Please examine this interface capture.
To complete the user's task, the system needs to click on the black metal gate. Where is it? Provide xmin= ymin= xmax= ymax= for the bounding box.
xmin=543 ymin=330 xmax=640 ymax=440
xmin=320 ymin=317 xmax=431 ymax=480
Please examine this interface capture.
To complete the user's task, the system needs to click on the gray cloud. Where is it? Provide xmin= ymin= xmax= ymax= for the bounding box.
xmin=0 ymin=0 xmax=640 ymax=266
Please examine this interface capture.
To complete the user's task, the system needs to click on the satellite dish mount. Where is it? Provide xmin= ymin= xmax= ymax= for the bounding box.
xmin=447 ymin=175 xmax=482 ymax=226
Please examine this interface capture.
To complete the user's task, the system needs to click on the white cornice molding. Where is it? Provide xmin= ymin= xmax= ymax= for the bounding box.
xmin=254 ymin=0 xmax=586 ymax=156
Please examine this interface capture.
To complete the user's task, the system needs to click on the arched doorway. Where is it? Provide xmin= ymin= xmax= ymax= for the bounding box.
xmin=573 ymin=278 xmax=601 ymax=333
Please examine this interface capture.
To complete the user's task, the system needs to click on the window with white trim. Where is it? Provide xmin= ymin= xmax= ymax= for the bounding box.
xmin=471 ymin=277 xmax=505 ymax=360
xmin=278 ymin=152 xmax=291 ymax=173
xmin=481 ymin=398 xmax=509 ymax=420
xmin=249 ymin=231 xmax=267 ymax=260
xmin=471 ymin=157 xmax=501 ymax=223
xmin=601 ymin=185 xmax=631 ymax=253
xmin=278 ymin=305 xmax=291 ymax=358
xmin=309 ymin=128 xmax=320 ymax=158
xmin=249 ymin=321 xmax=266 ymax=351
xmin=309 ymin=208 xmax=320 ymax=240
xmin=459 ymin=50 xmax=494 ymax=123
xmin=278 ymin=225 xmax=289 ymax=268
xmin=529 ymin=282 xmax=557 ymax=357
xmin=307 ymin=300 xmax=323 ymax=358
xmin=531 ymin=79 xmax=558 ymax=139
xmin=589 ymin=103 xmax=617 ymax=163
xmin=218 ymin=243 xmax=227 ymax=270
==================================================
### [What the task asks]
Copy the rows above word for word, starting at the first line of the rows and ending at the line that contains "xmin=254 ymin=0 xmax=586 ymax=156", with both of those lines included.

### [Answer to the task]
Please examine this interface capture.
To complete the user's task, the system needs to click on the black metal gate. Where is it? Provide xmin= ymin= xmax= ymax= for the bounding box.
xmin=543 ymin=330 xmax=640 ymax=440
xmin=320 ymin=317 xmax=431 ymax=480
Please examine this interface capture.
To complete the user's task, the system needs to click on the gray cloud. Where is it? Provide xmin= ymin= xmax= ymax= for the bounding box.
xmin=0 ymin=0 xmax=640 ymax=266
Please examine this interface capture.
To complete the user's task, the system needs to click on the satellite dish mount. Where is it? Provide xmin= ymin= xmax= ymax= for the bounding box.
xmin=447 ymin=175 xmax=482 ymax=226
Please examine this interface capture.
To complete the user's task, the system needs to click on the white cornice molding. Where is it? Provide xmin= ymin= xmax= ymax= for the bounding box.
xmin=254 ymin=0 xmax=586 ymax=156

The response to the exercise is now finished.